- _STORED ROWS_
_ _ _ _ _ _ _

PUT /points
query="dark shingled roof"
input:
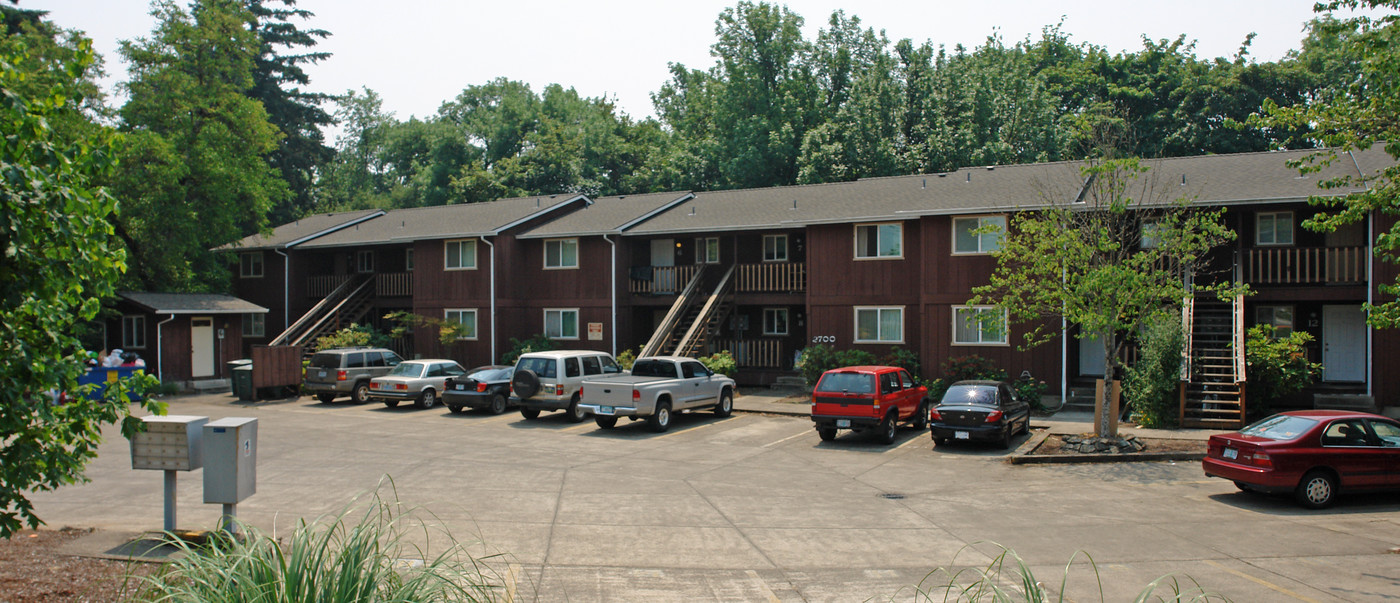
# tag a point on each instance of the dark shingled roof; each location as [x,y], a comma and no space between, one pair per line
[461,220]
[191,302]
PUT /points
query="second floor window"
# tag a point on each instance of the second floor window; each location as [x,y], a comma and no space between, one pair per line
[879,241]
[1274,228]
[774,248]
[461,255]
[562,253]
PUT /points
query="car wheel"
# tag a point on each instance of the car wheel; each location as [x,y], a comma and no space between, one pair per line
[920,419]
[888,428]
[427,399]
[1316,490]
[360,393]
[576,413]
[725,405]
[661,419]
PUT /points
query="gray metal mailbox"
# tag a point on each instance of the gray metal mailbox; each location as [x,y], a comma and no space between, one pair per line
[230,459]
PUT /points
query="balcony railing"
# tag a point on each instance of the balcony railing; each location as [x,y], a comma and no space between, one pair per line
[660,279]
[1285,266]
[772,277]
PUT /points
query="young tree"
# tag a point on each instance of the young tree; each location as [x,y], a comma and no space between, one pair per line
[1084,258]
[58,262]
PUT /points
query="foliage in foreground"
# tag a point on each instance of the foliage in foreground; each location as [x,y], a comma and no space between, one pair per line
[1008,579]
[382,553]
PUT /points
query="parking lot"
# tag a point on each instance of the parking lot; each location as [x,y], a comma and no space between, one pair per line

_ _ _ _ _ _ _

- _INSTRUCTIONS TO FOLLOW_
Please quote the entire listing above verbatim, leaving the picture out.

- _FULL ANSWER_
PUT /points
query="dark shingled roof"
input:
# tag a point on each instance of the dark shingled roof; each location as [x,y], a comma and no space between, one pair per line
[461,220]
[191,302]
PUT /points
query="second floor window"
# tag a point on each instance of the second floor window; each location as [x,y], a comma and no space between, one pair per line
[879,241]
[1274,228]
[774,248]
[461,255]
[562,253]
PUT /points
query="car wheel"
# tag a point on each instance of the car wheel; each location as [x,y], a comma and no space between, one pair per line
[920,419]
[888,428]
[427,399]
[1316,490]
[360,393]
[576,413]
[725,405]
[661,419]
PUT /points
query="gray metal mailbox"
# tag a point on each instance of the gray metal mailbox; each location as [x,y], a comma and no space between, one pair per line
[230,459]
PUT /points
query="balcony railing"
# tag a point on each instance of the balcony railing; each location as [x,y], a comma and no space between, one pair per line
[660,279]
[1285,266]
[772,277]
PUT /points
query="young tree"
# tag a point on each instance of the young tree; each location as [x,y], a comma and no space between, one pair per line
[1084,258]
[58,262]
PUT /points
query="foliage in foreground"
# tag a point on each instance of the foliage in foreground; each location as [x,y], a comma and no space between, one pair per line
[1008,579]
[382,553]
PUT /points
query="parking lot"
# tag a point on each instance of the parking lot; each location as [x,y], a comma and no space between, one pair per line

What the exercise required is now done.